╭─ FRAGMENTO

El Ministerio de Universidades ha presentado el borrador de un Real Decreto de creación, reconocimiento, autorización y acreditación de universidades y de centros universitarios, que sustituiría al RD 420/2015, de igual denominación.
Aspectos principales del decreto
El borrador incluye los requisitos para la creación de universidades públicas y el reconocimiento de las privadas y se trata, por ello, de una iniciativa necesaria, generalmente bien acogida, para garantizar unos niveles mínimos de calidad en todos los componentes de nuestro sistema universitario.
Necesaria, porque, como se sabe, en nuestro sistema universitario coexisten las universidades públicas, con una buena calidad media, y las privadas, entre las cuales algunas con bajo nivel académico, lo que se refleja en una actividad de investigación escasa o prácticamente inexistente. Esta convivencia de buenas y muy buenas universidades con otras que no lo son resulta perjudicial para todo el sistema y la mayoría de elementos que lo integran. Por otra parte, la acelerada proliferación de universidades privadas, especialmente intensa en determinadas autonomías, presagia una peoría de la situación.
Un decreto de esta naturaleza suscita algunas cuestiones importantes, como son el papel de las universidades privadas, con o sin afán de lucro, en el sistema o la conveniencia de concentrar la investigación en algunos campus, de modo que otros tengan solo, o fundamentalmente, actividad docente, como ocurre en otros países y como ha planteado el Secretario de Universidades de la Generalitat de Cataluña. Pero no es el momento, ni esta entrada es el lugar para abordar estos temas.

╰─
╭─ REGISTROS PROPORCIONADOS

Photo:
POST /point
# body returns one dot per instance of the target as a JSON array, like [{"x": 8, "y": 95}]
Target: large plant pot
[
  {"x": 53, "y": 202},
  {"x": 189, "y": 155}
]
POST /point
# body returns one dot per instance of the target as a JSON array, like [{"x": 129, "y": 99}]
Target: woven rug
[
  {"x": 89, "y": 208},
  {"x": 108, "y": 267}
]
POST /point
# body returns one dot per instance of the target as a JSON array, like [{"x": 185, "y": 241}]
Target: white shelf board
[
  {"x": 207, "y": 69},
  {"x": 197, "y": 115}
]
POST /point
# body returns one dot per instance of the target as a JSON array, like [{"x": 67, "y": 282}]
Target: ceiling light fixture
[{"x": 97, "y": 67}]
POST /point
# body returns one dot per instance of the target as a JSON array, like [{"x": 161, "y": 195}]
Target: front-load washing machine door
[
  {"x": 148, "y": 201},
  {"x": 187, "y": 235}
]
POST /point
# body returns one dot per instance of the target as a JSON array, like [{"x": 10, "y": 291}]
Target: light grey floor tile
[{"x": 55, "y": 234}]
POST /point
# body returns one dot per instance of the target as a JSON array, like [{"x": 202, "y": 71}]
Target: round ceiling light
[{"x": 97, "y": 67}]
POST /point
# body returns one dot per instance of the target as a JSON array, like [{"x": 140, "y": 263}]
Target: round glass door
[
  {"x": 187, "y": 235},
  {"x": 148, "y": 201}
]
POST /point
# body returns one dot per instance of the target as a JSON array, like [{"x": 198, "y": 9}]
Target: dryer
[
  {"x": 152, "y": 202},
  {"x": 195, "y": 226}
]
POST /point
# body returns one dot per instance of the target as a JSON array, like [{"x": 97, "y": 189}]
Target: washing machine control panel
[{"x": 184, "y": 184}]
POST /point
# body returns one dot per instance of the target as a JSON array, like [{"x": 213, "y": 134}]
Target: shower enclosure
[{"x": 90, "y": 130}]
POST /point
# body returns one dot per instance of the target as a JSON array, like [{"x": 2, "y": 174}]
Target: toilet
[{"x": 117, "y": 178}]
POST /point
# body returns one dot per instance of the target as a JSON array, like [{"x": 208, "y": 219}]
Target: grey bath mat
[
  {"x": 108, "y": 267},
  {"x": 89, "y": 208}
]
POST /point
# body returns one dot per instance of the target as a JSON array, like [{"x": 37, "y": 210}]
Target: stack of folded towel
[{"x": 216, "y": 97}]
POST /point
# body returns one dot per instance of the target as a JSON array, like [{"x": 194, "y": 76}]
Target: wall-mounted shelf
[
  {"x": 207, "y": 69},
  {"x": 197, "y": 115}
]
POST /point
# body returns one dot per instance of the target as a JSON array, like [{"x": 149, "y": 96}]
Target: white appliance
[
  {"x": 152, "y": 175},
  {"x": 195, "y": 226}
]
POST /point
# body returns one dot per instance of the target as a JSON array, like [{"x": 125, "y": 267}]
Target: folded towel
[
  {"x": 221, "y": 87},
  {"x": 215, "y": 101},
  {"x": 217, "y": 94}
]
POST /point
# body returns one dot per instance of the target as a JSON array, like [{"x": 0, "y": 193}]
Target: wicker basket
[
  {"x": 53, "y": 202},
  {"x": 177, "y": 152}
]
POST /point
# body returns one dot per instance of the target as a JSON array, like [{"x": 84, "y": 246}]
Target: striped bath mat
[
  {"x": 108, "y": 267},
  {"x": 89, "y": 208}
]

╰─
╭─ REGISTROS PROPORCIONADOS

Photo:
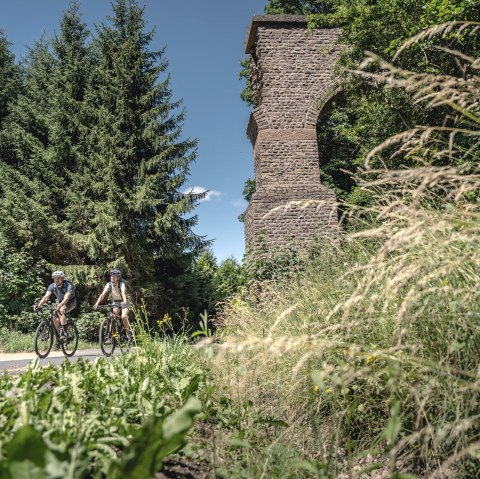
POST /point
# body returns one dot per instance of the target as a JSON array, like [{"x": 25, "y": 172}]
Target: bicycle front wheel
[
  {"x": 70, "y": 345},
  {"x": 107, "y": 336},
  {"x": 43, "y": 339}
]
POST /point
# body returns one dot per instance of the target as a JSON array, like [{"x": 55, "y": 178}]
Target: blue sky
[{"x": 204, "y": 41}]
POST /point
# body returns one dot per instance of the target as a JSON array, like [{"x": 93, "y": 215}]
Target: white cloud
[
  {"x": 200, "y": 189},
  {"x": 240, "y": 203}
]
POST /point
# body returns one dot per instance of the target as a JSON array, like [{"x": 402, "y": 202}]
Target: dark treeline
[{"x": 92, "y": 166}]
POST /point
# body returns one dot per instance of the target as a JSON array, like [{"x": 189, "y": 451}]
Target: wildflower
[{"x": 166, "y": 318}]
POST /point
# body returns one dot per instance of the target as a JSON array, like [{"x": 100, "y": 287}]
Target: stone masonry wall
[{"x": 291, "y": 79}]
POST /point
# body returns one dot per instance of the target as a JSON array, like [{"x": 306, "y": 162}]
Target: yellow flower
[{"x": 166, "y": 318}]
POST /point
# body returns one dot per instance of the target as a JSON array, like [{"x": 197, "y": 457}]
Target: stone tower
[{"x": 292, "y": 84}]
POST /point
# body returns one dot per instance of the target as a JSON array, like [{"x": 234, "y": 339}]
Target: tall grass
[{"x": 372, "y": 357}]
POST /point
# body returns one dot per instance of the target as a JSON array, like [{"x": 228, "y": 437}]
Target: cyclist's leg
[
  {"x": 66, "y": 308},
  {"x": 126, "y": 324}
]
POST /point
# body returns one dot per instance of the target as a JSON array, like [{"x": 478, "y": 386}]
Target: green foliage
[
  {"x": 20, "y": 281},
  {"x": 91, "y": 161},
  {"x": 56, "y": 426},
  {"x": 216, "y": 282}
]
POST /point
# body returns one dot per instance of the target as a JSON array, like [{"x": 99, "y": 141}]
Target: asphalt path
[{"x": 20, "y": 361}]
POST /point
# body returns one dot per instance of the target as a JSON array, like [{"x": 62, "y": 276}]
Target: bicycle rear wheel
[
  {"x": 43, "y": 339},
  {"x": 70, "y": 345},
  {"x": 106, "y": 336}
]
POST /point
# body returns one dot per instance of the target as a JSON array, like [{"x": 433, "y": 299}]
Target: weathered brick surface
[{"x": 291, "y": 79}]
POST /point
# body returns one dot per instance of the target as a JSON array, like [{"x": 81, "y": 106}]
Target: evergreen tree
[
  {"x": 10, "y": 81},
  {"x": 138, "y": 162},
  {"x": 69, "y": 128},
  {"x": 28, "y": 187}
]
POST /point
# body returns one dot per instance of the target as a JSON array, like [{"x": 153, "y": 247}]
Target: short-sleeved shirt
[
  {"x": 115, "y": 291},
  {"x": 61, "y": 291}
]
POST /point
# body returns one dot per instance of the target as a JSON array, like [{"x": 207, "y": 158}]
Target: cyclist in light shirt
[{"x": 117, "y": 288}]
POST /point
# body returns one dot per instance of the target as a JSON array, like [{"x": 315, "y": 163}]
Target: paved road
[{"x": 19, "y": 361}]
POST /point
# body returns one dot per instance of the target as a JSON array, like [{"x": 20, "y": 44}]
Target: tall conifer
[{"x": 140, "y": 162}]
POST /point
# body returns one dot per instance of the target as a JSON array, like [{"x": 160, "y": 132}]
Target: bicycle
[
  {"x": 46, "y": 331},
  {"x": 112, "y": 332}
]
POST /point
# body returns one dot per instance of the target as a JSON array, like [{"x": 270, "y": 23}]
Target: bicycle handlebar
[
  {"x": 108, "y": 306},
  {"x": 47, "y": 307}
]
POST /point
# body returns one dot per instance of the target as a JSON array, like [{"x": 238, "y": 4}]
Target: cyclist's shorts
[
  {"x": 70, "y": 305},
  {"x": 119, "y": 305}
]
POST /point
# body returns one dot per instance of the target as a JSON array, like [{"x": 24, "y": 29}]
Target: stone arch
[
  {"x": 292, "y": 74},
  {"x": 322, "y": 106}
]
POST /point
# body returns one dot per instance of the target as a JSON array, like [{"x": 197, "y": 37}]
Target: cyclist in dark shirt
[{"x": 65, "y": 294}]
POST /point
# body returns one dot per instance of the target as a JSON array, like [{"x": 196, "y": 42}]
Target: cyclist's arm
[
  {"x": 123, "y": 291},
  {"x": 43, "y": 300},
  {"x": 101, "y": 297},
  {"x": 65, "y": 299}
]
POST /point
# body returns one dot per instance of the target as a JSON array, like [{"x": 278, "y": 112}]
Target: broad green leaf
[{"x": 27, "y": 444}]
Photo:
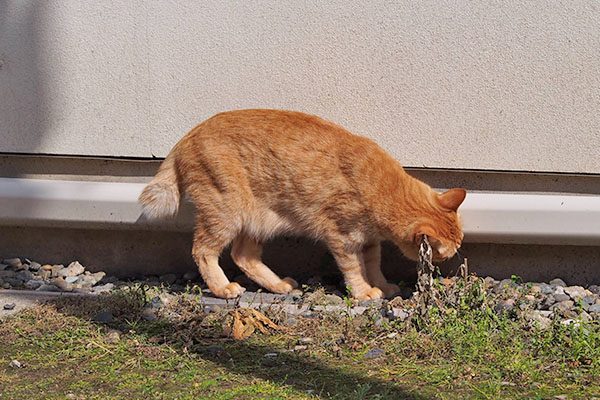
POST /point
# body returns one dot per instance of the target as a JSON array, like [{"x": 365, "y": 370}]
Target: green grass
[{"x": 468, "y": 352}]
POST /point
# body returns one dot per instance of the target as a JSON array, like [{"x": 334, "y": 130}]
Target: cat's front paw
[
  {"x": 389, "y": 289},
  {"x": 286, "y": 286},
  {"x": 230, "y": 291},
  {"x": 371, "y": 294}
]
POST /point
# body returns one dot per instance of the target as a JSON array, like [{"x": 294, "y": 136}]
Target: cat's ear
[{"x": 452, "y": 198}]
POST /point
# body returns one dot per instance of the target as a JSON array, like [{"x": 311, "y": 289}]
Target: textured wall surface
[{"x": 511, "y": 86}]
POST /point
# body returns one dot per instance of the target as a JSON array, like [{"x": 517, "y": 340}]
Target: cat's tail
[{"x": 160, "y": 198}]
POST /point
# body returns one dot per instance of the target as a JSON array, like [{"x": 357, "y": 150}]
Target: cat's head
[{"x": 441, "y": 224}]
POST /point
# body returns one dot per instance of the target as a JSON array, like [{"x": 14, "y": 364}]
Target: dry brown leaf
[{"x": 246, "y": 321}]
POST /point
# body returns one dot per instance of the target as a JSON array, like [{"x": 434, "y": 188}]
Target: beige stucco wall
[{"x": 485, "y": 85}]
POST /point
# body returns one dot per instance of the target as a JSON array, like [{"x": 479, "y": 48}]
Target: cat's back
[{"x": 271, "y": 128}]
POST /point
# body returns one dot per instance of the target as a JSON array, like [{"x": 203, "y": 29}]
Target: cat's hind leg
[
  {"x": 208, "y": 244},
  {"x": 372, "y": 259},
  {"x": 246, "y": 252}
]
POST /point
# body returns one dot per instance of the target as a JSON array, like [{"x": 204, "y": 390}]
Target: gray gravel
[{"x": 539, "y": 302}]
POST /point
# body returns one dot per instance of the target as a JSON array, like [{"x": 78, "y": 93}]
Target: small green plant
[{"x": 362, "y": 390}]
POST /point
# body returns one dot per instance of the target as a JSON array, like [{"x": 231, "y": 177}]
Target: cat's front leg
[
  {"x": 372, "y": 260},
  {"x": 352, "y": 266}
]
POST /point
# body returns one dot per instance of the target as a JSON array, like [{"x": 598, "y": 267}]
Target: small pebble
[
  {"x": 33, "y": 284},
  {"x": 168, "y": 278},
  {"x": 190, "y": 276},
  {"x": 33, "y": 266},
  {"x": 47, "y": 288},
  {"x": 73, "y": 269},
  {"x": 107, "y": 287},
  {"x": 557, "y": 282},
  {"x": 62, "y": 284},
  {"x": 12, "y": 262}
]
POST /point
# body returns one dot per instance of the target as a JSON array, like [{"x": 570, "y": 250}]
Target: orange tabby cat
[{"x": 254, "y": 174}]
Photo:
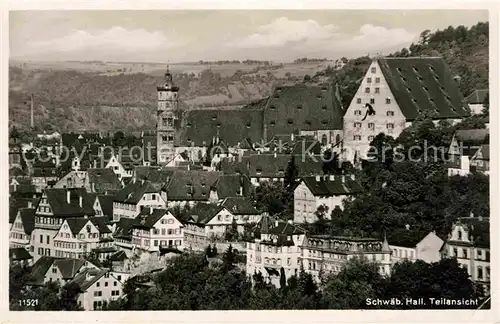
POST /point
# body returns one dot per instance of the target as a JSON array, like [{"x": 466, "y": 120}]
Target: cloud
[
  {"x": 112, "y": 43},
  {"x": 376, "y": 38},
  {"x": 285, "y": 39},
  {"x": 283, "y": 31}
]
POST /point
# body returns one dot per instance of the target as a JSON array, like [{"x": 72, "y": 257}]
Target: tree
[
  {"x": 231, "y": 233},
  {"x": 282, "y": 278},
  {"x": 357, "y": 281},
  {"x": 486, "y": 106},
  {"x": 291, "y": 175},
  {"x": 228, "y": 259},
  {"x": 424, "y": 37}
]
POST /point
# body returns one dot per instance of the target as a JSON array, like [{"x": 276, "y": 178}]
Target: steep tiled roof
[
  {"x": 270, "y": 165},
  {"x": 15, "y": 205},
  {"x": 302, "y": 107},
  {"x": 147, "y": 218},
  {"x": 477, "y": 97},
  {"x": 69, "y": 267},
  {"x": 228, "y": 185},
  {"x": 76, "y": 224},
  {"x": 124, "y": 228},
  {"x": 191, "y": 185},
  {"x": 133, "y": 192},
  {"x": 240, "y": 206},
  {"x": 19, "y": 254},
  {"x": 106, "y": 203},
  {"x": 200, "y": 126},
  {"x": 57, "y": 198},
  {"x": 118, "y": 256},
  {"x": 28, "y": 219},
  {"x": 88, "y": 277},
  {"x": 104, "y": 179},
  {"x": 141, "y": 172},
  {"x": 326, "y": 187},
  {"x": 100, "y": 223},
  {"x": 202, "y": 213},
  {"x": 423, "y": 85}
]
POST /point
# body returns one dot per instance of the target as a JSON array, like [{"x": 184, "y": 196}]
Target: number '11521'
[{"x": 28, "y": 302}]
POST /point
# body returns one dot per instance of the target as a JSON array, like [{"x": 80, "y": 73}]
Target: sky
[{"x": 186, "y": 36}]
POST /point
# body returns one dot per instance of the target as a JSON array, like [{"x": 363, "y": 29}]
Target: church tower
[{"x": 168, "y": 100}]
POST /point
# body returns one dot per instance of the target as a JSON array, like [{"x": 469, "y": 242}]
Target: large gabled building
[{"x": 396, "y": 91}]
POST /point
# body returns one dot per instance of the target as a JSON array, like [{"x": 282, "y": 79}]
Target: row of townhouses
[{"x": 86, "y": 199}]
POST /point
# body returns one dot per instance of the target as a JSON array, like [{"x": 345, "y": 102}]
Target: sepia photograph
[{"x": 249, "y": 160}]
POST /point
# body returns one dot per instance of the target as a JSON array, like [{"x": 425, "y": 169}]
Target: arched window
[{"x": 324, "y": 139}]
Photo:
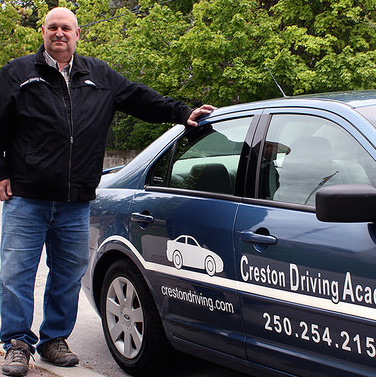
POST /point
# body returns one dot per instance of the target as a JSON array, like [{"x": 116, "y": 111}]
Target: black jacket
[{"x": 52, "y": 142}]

╰─
╭─ REGISTROS PROPORCIONADOS

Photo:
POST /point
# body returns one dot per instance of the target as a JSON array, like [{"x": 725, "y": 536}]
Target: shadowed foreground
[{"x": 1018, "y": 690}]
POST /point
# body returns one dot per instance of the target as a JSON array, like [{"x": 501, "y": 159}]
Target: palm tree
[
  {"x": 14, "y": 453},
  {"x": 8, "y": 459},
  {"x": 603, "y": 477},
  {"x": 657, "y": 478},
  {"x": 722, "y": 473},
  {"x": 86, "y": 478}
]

╰─

● **ENUNCIADO 1**
¿Qué líneas de los registros contienen la palabra "leaf"? Reúnelas todas copiándolas sin cambios.
● **ENUNCIADO 2**
Prolonga el texto sobre el borrador del decreto de universidades, empezando justo después de su última oración.

● **RESULTADO 1**
Target: broad green leaf
Target: dry brown leaf

● **RESULTADO 2**
Lo que me propongo analizar brevemente aquí es hasta qué punto las disposiciones previstas en el borrador son suficientes para alcanzar el objetivo básico que se expone en su preámbulo, a saber, asegurar la calidad de la actividad académica de todas las universidades, públicas, privadas, presenciales, no presenciales o mixtas. No comentaré detalladamente el texto, porque se trata de un borrador y, como tal, seguramente conocerá sucesivas versiones en que los defectos parciales que este pueda tener serán subsanados.
De todos modos, no me parece eludible referirme específicamente, en primer lugar, a uno de los requisitos previstos en la propuesta.
La proporción de personal temporal
El artículo 7-3 del borrador establece que “las universidades garantizarán que el personal con contrato laboral temporal no podrá exceder del cuarenta por ciento de la plantilla docente”. Esta condición del cuarenta por ciento es la que impone a las universidades públicas, y que el decreto extendería a las privadas, el artículo 48-5 de la LOU: “el personal docente e investigador con contrato laboral temporal no podrá superar el 40 por ciento de la plantilla docente”.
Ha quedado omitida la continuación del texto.